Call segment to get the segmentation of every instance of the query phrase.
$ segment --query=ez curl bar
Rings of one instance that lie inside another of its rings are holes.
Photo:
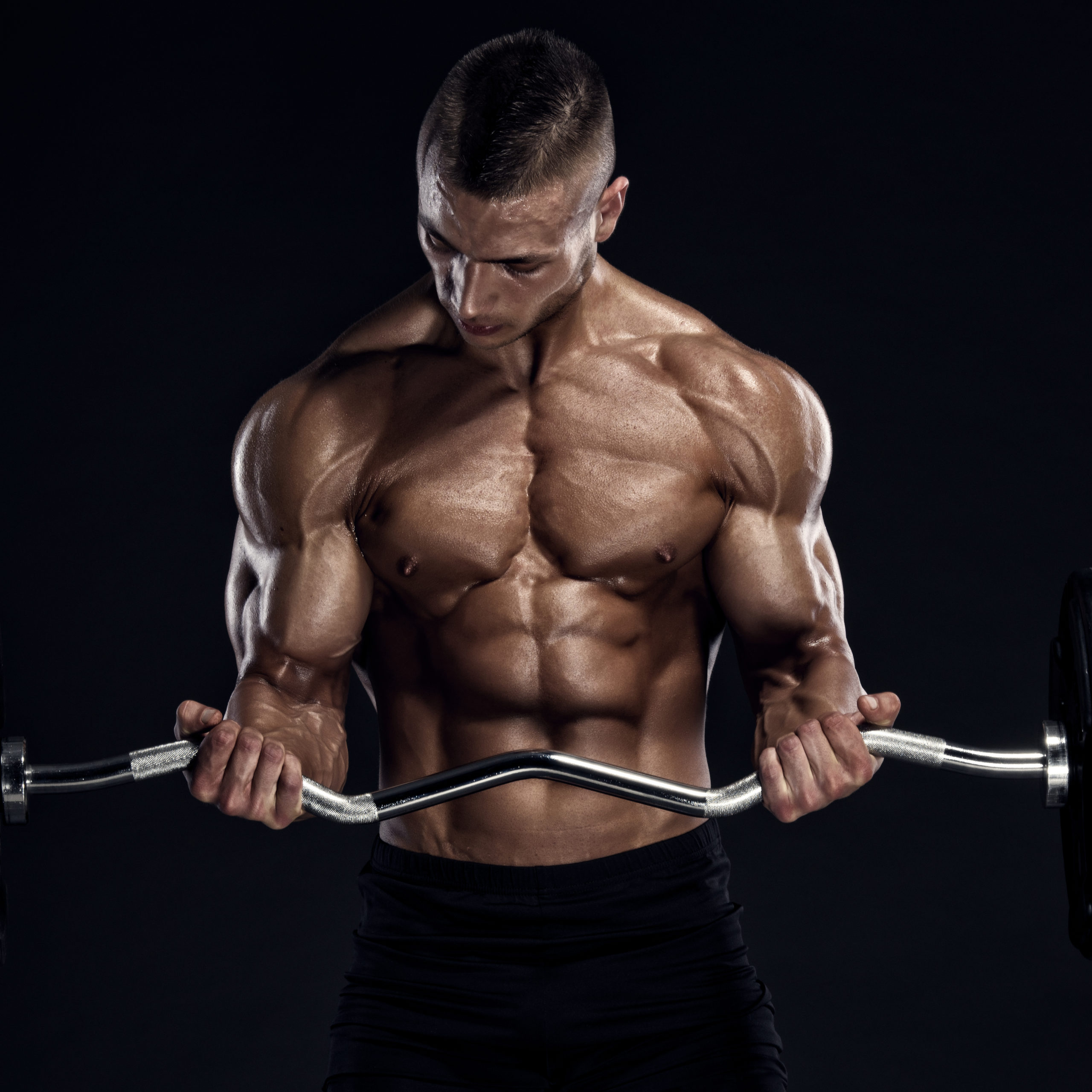
[[[1092,882],[1088,868],[1092,805],[1085,805],[1083,784],[1084,755],[1092,732],[1090,650],[1092,569],[1082,569],[1066,582],[1058,637],[1051,642],[1051,719],[1043,722],[1041,749],[976,750],[895,728],[866,728],[862,735],[868,750],[878,757],[987,778],[1038,779],[1046,807],[1061,812],[1069,936],[1080,952],[1092,959]],[[0,788],[4,822],[26,822],[27,800],[33,795],[105,788],[185,770],[193,761],[198,746],[187,739],[97,762],[32,765],[26,761],[25,740],[17,736],[3,739]],[[523,750],[358,796],[343,796],[305,778],[302,804],[306,811],[323,819],[372,823],[527,778],[560,781],[700,818],[738,815],[762,799],[755,773],[723,788],[701,788],[562,751]]]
****************************************
> Directions:
Leaving the pictures aside, transcribe the entire listing exactly.

> Result for this task:
Call segment to get the segmentation of every instance of the query phrase.
$ segment --query=ez curl bar
Rings of one instance that lie inside another of its rings are holes.
Photo:
[[[1092,882],[1088,868],[1092,805],[1085,805],[1083,784],[1084,755],[1092,732],[1090,650],[1092,569],[1082,569],[1066,582],[1058,637],[1051,642],[1051,719],[1043,722],[1041,749],[976,750],[895,728],[866,728],[862,735],[868,750],[878,757],[987,778],[1038,779],[1046,807],[1061,812],[1069,936],[1080,952],[1092,959]],[[0,788],[4,822],[26,822],[27,800],[33,795],[105,788],[185,770],[193,761],[198,746],[187,739],[97,762],[32,765],[26,761],[25,740],[17,736],[3,739]],[[523,750],[358,796],[343,796],[305,778],[302,804],[306,811],[323,819],[372,823],[527,778],[560,781],[700,818],[738,815],[762,799],[755,773],[723,788],[701,788],[562,751]]]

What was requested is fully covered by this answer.